### [WHAT TO WORK ON]
Please retype the line that contains "Each instance of the white wall" and all lines that follow it to the end of the entries below, exactly as they stand, with nothing added.

RECORDS PROVIDED START

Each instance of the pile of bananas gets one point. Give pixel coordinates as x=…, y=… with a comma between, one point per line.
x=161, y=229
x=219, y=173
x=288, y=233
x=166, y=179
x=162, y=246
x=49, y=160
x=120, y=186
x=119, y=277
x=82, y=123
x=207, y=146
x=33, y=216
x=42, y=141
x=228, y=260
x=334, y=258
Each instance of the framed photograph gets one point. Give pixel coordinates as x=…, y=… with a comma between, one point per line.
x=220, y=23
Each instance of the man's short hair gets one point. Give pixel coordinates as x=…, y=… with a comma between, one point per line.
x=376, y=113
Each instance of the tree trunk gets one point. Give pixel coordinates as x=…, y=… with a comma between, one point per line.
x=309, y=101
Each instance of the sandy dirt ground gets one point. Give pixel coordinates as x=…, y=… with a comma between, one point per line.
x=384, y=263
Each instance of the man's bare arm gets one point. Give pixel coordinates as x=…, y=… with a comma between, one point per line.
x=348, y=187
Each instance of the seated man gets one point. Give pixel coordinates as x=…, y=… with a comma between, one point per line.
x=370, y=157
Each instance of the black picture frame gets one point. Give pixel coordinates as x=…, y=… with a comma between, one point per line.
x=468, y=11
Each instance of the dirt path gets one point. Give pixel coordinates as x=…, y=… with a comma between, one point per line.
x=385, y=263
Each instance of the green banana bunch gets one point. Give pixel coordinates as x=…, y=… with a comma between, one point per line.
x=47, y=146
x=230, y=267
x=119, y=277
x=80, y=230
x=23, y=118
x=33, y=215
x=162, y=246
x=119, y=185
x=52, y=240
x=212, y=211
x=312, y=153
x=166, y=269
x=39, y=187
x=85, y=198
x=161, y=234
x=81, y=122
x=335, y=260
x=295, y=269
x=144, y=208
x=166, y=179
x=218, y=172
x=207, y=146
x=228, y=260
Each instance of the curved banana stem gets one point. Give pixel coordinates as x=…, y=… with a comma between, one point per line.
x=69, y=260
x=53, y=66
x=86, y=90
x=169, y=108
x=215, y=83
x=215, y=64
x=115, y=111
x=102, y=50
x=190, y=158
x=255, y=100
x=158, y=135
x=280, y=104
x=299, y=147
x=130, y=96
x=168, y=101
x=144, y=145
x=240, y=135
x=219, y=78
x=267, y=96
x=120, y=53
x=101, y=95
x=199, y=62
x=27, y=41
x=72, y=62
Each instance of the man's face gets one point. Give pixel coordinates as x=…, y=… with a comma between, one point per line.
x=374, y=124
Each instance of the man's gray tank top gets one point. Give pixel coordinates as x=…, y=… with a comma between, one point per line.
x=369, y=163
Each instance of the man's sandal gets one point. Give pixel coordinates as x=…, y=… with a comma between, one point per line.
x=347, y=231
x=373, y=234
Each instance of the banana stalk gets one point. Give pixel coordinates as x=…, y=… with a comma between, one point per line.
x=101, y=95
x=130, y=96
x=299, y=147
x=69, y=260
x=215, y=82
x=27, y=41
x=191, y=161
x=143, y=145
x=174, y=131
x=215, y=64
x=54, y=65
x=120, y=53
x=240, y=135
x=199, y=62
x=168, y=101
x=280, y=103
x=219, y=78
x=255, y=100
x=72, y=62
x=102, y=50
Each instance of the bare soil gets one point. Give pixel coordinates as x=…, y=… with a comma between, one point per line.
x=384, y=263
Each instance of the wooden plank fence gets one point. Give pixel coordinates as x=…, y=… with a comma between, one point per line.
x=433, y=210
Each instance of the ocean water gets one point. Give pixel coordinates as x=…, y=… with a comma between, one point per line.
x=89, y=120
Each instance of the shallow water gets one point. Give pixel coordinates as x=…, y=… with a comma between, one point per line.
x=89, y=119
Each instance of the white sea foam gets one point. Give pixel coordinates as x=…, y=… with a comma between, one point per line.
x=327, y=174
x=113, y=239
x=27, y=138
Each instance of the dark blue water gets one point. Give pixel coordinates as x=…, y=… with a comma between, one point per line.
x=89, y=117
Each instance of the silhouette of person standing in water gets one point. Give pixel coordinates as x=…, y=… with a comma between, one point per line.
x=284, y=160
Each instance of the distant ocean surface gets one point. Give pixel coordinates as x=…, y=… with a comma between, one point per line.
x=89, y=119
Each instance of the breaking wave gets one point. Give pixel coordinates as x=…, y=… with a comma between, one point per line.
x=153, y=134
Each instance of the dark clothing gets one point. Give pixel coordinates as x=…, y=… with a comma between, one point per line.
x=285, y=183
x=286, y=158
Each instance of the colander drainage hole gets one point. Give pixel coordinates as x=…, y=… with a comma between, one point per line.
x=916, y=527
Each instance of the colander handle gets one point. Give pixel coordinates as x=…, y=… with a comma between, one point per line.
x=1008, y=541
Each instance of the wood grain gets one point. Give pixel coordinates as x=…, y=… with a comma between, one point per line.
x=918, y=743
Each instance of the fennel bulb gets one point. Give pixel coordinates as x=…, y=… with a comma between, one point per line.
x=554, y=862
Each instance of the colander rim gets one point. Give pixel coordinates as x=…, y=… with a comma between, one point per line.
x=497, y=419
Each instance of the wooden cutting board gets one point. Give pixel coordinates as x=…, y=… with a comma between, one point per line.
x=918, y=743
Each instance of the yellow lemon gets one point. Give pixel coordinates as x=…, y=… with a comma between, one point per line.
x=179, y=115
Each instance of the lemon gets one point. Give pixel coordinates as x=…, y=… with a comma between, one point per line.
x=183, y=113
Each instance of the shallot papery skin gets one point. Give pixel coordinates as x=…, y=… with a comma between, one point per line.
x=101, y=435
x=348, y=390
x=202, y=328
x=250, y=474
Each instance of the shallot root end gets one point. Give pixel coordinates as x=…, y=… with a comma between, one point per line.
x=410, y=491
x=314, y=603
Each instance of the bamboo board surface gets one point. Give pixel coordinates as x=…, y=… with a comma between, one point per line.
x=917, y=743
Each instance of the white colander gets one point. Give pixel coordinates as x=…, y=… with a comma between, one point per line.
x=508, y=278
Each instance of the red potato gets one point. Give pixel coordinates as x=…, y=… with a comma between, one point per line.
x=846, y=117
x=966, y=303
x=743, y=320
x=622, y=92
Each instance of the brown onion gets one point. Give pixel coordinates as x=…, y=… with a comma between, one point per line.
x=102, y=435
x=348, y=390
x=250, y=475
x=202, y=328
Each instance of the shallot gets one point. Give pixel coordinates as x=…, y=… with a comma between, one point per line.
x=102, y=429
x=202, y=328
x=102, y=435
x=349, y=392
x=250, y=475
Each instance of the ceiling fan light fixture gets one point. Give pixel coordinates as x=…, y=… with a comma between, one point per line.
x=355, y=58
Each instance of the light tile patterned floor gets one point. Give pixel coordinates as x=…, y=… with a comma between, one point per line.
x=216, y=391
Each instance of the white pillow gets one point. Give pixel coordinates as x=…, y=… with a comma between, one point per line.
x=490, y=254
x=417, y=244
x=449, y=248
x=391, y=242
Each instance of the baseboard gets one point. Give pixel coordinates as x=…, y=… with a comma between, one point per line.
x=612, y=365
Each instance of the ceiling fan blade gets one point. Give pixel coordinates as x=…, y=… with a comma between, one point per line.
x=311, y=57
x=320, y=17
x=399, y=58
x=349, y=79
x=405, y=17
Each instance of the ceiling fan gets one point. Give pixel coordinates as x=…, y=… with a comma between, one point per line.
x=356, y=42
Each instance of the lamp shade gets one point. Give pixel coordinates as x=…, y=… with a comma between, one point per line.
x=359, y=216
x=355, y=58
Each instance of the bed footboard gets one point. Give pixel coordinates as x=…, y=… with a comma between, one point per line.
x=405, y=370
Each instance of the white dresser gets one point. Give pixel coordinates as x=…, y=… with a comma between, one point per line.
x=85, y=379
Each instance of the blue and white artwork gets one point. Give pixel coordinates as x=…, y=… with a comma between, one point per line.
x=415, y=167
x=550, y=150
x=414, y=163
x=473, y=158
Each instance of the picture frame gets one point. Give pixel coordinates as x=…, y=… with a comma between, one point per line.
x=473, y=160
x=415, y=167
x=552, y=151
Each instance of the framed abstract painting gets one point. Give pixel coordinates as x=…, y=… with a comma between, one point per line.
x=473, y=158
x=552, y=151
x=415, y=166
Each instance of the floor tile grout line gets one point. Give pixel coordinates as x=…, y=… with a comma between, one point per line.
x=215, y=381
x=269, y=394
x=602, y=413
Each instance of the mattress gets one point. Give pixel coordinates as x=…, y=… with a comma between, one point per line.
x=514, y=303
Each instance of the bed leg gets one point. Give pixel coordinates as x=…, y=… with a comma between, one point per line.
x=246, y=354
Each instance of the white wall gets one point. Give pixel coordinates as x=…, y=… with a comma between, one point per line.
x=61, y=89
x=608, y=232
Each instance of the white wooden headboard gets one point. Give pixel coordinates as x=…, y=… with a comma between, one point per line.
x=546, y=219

RECORDS PROVIDED END

### [RESPONSE AREA]
Each instance of the white wall gets one point. Give pixel coordinates as x=…, y=… with a comma between, one point per line.
x=61, y=89
x=608, y=232
Each instance of the white wooden headboard gets one point. Give pixel coordinates as x=…, y=… with a comma between, one point per line.
x=546, y=219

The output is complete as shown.